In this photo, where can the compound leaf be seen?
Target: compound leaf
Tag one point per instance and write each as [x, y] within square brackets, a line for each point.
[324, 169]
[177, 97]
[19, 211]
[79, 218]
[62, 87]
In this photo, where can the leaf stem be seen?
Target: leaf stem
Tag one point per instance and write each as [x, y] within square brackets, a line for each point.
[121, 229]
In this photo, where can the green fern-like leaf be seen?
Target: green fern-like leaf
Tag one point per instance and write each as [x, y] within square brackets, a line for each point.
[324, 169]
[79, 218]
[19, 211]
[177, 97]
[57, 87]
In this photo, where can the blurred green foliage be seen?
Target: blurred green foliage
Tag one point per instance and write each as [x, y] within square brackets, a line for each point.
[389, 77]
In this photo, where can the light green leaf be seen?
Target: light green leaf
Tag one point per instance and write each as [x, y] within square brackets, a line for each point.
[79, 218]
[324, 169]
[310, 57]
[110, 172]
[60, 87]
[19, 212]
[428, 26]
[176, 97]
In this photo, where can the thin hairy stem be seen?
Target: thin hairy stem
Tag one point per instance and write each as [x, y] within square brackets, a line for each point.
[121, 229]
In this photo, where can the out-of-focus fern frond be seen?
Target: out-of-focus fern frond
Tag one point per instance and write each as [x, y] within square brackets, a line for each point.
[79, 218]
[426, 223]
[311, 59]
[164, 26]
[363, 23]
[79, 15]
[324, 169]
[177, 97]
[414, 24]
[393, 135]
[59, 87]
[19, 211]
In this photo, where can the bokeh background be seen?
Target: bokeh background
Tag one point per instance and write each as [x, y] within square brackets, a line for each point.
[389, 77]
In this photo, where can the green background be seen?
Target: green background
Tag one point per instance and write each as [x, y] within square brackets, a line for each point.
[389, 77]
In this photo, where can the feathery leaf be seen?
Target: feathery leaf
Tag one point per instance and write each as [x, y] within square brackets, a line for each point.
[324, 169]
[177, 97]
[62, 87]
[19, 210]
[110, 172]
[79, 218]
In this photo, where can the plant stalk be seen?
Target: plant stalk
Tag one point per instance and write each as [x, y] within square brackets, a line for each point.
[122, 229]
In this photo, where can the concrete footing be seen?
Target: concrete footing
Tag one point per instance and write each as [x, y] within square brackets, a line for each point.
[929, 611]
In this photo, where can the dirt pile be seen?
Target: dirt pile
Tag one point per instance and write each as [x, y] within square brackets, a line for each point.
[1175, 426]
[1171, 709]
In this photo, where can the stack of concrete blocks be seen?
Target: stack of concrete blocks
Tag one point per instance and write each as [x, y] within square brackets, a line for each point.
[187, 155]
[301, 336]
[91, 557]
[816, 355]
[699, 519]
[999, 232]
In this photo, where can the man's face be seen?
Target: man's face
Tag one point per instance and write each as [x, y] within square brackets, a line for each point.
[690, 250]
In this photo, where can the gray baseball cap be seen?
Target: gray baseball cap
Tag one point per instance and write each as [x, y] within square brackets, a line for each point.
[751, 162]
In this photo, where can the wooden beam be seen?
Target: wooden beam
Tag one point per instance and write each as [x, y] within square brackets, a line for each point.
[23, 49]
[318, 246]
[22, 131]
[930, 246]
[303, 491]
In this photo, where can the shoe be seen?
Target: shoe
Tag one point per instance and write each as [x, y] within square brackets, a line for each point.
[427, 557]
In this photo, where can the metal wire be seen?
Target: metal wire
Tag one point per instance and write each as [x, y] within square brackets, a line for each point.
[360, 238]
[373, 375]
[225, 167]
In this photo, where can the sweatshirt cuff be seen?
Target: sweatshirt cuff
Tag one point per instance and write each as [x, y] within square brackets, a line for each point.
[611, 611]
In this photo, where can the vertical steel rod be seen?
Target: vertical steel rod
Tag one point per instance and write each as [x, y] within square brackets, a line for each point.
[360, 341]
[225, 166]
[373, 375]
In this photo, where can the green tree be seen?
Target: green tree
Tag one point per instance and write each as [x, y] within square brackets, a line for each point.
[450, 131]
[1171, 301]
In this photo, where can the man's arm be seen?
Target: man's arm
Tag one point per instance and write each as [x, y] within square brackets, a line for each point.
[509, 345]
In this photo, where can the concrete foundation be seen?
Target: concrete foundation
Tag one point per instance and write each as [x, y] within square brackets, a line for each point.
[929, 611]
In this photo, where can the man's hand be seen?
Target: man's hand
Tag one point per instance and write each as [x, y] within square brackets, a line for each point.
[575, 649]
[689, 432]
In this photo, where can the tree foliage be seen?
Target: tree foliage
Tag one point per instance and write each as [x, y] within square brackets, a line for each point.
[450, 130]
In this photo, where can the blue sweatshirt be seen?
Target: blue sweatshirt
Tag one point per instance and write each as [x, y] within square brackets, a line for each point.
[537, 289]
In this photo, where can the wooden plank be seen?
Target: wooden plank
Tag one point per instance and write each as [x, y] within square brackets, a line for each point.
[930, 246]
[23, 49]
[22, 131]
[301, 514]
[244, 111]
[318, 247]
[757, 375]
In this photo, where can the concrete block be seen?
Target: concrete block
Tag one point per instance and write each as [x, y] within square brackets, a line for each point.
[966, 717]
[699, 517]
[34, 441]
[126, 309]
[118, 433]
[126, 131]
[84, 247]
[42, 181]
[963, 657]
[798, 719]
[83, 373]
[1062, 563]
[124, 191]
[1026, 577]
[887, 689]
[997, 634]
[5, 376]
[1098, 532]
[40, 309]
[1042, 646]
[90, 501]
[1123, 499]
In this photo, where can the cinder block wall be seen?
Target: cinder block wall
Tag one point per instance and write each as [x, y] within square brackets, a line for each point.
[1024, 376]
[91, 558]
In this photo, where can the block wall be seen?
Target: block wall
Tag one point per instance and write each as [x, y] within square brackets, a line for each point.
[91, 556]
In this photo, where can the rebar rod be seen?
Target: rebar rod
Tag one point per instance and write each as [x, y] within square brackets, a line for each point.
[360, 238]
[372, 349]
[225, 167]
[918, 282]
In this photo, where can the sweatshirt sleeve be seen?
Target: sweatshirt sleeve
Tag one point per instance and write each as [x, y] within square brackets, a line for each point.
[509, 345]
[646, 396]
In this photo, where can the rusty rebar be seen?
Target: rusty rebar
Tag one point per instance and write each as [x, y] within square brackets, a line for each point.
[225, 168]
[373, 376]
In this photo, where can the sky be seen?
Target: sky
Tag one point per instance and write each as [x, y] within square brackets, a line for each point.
● ● ●
Write out all the entries exactly.

> **RESULT FOR THIS TASK**:
In this photo, where can the compound leaf be seen?
Target: compound leaf
Tag one point per instance and write each as [x, y] within square brackets, a line for each point.
[324, 169]
[177, 97]
[19, 211]
[79, 218]
[62, 87]
In this photo, where can the leaf stem be seen?
Target: leaf stem
Tag one point per instance and write each as [x, y] within square brackets, a line for each point.
[121, 229]
In this photo, where can the green fern-like leaf be seen?
Target: green fern-like leaf
Tag one point per instance and write each as [x, y] within square brackets, a line for each point.
[324, 169]
[79, 218]
[19, 211]
[177, 97]
[57, 87]
In this photo, where can the blurred green foliage be seen?
Target: blurred green foliage
Tag one point per instance and write each as [x, y] within square brackets, a line for each point.
[389, 77]
In this photo, where can the light green leaf be seen?
Target: light green leaf
Tag one point per instance and write each as [x, y] within square brackets, a line for each point.
[79, 218]
[324, 169]
[310, 57]
[110, 172]
[60, 87]
[19, 212]
[428, 26]
[176, 97]
In this photo, where can the thin hairy stem be seen?
Target: thin hairy stem
Tag one point per instance and write each as [x, y] within square brackets, a line for each point.
[121, 229]
In this photo, where can the out-of-focus fern frond be seen?
Target: out-of-focus fern frond
Tag one point per instance and write each as [x, y] within square brackets, a line for each point.
[79, 218]
[426, 223]
[311, 59]
[164, 26]
[363, 23]
[79, 15]
[324, 169]
[177, 97]
[414, 24]
[393, 135]
[59, 87]
[19, 211]
In this photo, where can the bokeh background be seen?
Target: bokeh background
Tag one point per instance and write each as [x, y] within square brackets, a line for each point.
[389, 77]
In this photo, where can the green background be seen?
Target: green background
Tag one point per instance and write each as [x, y] within square brackets, a line for each point.
[389, 77]
In this photo, where can the feathery leaf be seen?
Target: feathery leaf
Tag one point per instance and write each as [x, y] within square brackets, a line for each point.
[324, 169]
[177, 97]
[62, 87]
[19, 210]
[110, 172]
[79, 218]
In this photo, where can the plant stalk be seen?
Target: plant stalk
Tag one point per instance and write each as [x, y] within square brackets, a line for each point.
[122, 229]
In this photo, where can the concrete footing be seen?
Target: concrete footing
Tag one point per instance and write each as [x, y] within square brackets, a line for each point.
[929, 611]
In this photo, where can the dirt pile be seen?
Target: dirt pile
Tag one point per instance and write each as [x, y] within square brackets, a line for each point.
[1175, 426]
[1171, 709]
In this photo, where can the stack of concrete blocks be seen?
Target: stack of concrete blocks
Tag one point per instance and write each as [x, y] within square brackets, a line for each point.
[187, 155]
[301, 336]
[91, 557]
[816, 355]
[699, 519]
[999, 232]
In this photo, where can the man's face be seen?
Target: man's face
Tag one point per instance and write each as [x, y] within square brackets, a line for each point.
[690, 250]
In this photo, where can the gray baseball cap be seen?
Target: gray baseball cap
Tag one point per instance and write each as [x, y] within square brackets, a line for each point.
[751, 162]
In this photo, where can the wooden beam be seen?
Target: wooden beam
Tag one point per instance and write each as [x, y] within square brackets, a line for each point.
[23, 49]
[318, 246]
[22, 131]
[930, 246]
[303, 491]
In this photo, where can the shoe be seen?
Target: shoe
Tag one point per instance and write each as [x, y] within square brackets, a line for each point.
[427, 557]
In this photo, where can the metal wire be seen?
Target: metal wire
Tag one point per instance and write each as [x, y] within square brackets, a line for each point.
[360, 238]
[373, 375]
[225, 167]
In this photo, where can the sweatshirt cuff be seen?
Target: sweatshirt cuff
Tag one point per instance and write each as [x, y] within square brackets, a line for each point.
[611, 611]
In this photo, where can the vertical steel rod be seen?
Target: vertical steel rod
Tag one point per instance and write each as [x, y] within square brackets, a line for each point.
[360, 341]
[225, 166]
[373, 375]
In this photo, where can the green tree be seen?
Target: green tree
Tag one point per instance and write each as [x, y] within square brackets, a line for each point.
[450, 131]
[1171, 301]
In this photo, where can the man's arm be seen?
Target: man's arm
Tag one point per instance and write each as [x, y] within square brackets, a line for each point.
[509, 345]
In this photo, where can the concrete foundation be seen?
Target: concrete foundation
Tag one point per instance and write each as [x, y] within square brackets, a line for each point.
[929, 611]
In this photo, where can the man's hand be seen?
Target: man's hand
Tag one point per instance and write each as [x, y] within square brackets, a line for each point.
[575, 649]
[689, 432]
In this photo, where can the tree foliage be seen?
Target: tree foliage
Tag one point per instance and write each as [x, y] within square brackets, a line for each point.
[450, 130]
In this photo, where can the blue sweatshirt be seen?
Target: blue sweatshirt
Tag one point per instance and write each as [x, y] within square brackets, a line for each point.
[537, 289]
In this photo, where can the wooden plank be seen?
Target: wooden plank
Tag one point per instance and write each as [x, y] within square brackets, a line for each point.
[930, 246]
[23, 49]
[22, 131]
[301, 514]
[244, 111]
[318, 247]
[757, 375]
In this photo, where can the concrete block be seen?
Target: concrete block
Tag one point per instance and write each as [x, y] within square brackets, a line for each point.
[966, 717]
[699, 517]
[34, 441]
[126, 309]
[118, 433]
[126, 131]
[84, 247]
[42, 181]
[963, 657]
[798, 719]
[83, 373]
[1062, 563]
[124, 191]
[1026, 577]
[887, 689]
[997, 634]
[5, 376]
[1098, 532]
[40, 309]
[1042, 646]
[90, 501]
[1123, 499]
In this photo, where can the cinder block wall be seen?
Target: cinder block wall
Tag one point per instance and write each as [x, y] within square brackets, a line for each point.
[1024, 376]
[91, 558]
In this photo, where can the block wall be seen?
Target: block wall
Tag one point per instance and write each as [x, y] within square brackets, a line for each point.
[91, 556]
In this photo, where can the rebar rod be seen?
Target: rebar rod
Tag one point per instance and write each as [x, y] within square brackets, a line for each point.
[360, 238]
[372, 349]
[225, 167]
[918, 282]
In this photo, where can the sweatshirt sleeve be seen?
Target: sweatshirt sleeve
Tag one point per instance and write each as [x, y] within square brackets, a line for each point.
[509, 345]
[646, 396]
In this photo, where can the rusty rebar be seen?
Target: rusty rebar
Tag one point per instance and write each as [x, y] within square brackets, a line for each point.
[225, 168]
[373, 376]
In this photo, where can the sky be seen?
Target: sky
Tag one point per instance and write each as [x, y] within square brackets, a line for each point.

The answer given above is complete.